WHAT YOU HAVE TO DO: Output every one of the following records again, unchanged, line for line.

[Coordinate annotation records]

○ ○ ○

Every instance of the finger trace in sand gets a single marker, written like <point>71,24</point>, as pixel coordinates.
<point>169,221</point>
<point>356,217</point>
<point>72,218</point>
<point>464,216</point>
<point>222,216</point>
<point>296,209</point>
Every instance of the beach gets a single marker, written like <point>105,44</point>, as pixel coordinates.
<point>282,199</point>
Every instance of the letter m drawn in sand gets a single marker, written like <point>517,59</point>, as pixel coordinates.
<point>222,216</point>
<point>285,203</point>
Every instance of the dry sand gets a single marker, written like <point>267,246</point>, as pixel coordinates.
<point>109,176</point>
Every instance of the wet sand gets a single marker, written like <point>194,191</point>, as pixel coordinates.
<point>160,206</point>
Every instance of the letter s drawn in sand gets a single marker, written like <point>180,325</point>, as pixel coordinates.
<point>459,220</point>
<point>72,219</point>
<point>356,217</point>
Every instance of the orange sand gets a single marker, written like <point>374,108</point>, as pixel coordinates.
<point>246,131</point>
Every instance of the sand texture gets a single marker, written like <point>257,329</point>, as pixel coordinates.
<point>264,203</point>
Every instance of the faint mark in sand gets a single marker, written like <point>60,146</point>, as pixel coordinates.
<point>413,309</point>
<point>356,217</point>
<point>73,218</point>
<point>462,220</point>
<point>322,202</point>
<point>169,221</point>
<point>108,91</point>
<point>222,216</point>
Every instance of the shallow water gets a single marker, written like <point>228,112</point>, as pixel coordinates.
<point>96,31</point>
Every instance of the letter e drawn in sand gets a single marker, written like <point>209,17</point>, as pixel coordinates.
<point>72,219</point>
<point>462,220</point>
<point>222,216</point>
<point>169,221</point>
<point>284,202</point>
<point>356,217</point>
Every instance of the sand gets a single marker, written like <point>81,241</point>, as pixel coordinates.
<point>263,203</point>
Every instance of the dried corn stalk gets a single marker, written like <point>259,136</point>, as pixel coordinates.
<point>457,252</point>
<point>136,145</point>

○ ○ ○

SOLVED EXERCISE:
Every instance of the finger trace in sand gets a single marker, written like <point>71,24</point>, as pixel coordinates.
<point>169,221</point>
<point>356,217</point>
<point>72,218</point>
<point>464,216</point>
<point>222,216</point>
<point>296,209</point>
Every instance of the beach gets a single marker, written like <point>105,44</point>, as pixel coordinates.
<point>282,199</point>
Every instance of the letter m drawn in sand gets a single marker, written like <point>517,59</point>, as pixel coordinates.
<point>222,216</point>
<point>285,203</point>
Every instance of the dry sand gets a single marker, written like <point>267,246</point>, as pixel coordinates.
<point>109,176</point>
Every instance of the wet sand gets a single marker, written like <point>194,191</point>, as pixel coordinates.
<point>160,206</point>
Every instance of the letter s drawn in sand gets a single marker, written like <point>180,325</point>, as pixel coordinates.
<point>459,220</point>
<point>72,219</point>
<point>356,217</point>
Every instance of the orange sand gets a single marker, written like <point>374,108</point>, as pixel coordinates.
<point>246,131</point>
Every instance of the sand texture gets a single marker, written like <point>257,329</point>, as pixel coordinates.
<point>264,203</point>
Every instance of the faint mark in sand gets a single marker, written like <point>60,146</point>, as pixel coordinates.
<point>413,309</point>
<point>356,217</point>
<point>73,218</point>
<point>462,220</point>
<point>322,202</point>
<point>169,221</point>
<point>108,91</point>
<point>222,216</point>
Every instance of the shallow water gets a single marker, written like <point>228,112</point>, as pixel coordinates.
<point>96,31</point>
Every instance of the letter e drawn in sand gets a single marker, written like <point>209,17</point>, as pixel coordinates.
<point>72,219</point>
<point>462,220</point>
<point>222,216</point>
<point>169,221</point>
<point>284,202</point>
<point>356,217</point>
Every instance of the sand gets a single marker, written like <point>81,241</point>, as pixel coordinates.
<point>263,203</point>
Every instance of the dried corn stalk gets a single marker, written like <point>259,136</point>, as pixel coordinates.
<point>457,252</point>
<point>136,145</point>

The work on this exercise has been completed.